Exercise: What follows is a listing; give it again exactly, in its entirety.
**** Raw data
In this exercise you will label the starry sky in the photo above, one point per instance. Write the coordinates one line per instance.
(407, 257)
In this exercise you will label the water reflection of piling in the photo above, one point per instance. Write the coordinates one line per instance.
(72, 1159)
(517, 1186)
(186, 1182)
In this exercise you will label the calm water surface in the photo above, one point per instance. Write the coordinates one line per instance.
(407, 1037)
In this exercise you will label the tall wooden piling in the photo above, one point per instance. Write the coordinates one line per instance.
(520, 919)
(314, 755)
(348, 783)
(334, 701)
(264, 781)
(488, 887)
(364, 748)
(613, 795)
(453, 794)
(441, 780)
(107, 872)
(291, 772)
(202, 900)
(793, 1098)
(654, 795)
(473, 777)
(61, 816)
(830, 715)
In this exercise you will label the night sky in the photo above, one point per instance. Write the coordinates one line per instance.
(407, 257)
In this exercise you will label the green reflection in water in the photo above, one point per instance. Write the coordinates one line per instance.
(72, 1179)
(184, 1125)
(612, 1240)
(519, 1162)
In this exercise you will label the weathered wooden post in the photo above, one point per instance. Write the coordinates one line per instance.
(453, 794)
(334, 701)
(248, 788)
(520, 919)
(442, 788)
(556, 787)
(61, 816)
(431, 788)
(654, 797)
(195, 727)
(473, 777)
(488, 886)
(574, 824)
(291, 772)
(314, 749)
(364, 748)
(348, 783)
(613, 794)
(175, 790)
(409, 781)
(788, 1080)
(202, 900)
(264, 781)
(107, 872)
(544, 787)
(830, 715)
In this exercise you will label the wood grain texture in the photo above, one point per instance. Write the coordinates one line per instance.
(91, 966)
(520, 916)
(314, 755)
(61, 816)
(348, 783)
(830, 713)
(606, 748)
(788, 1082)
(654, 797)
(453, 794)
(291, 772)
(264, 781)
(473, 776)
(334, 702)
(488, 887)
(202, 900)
********
Solution:
In this exercise you will label the starry sky in the photo above, one point per instance. Write the coordinates one line per instance.
(407, 257)
In this exercise you will label the water reflection of piling in the photo above, one point per instance. Write the coordinates one line per instance.
(72, 1159)
(517, 1186)
(186, 1182)
In this exercise you will label the calm water surface in the photo above, one point per instance. Write the coordinates one line per instance.
(407, 1037)
In this exercise you will label the tall wooden piling in the photo above, one point per instance. Write the coordinates one line per instance.
(520, 919)
(314, 755)
(348, 783)
(334, 701)
(264, 781)
(488, 887)
(364, 748)
(613, 795)
(453, 794)
(441, 780)
(107, 872)
(291, 772)
(202, 900)
(793, 1098)
(654, 795)
(473, 777)
(61, 816)
(830, 715)
In this exercise you will label the night sky in the photo above, one point per instance. Write the coordinates one line per instance.
(407, 257)
In this exercise you will label the green reflection in water in the photo above, one point per instance. Write the coordinates one line per instance.
(72, 1179)
(184, 1125)
(612, 1240)
(519, 1162)
In this exercise you will label the weathered wooden post in the photo above, one point per instance. Write the coordinates one line per instance.
(453, 794)
(334, 701)
(248, 788)
(520, 919)
(442, 788)
(556, 787)
(61, 816)
(431, 788)
(654, 797)
(195, 727)
(473, 777)
(488, 886)
(574, 824)
(291, 772)
(314, 749)
(364, 748)
(348, 783)
(613, 794)
(175, 790)
(409, 781)
(788, 1080)
(202, 900)
(264, 781)
(107, 872)
(544, 787)
(830, 715)
In this exercise you will label the wood grain texture in the photo above, one point per instance. Write the coordinates one line per instance.
(91, 966)
(520, 916)
(314, 755)
(61, 816)
(348, 783)
(830, 713)
(606, 748)
(788, 1082)
(654, 797)
(453, 794)
(291, 772)
(264, 781)
(473, 776)
(334, 702)
(488, 887)
(202, 900)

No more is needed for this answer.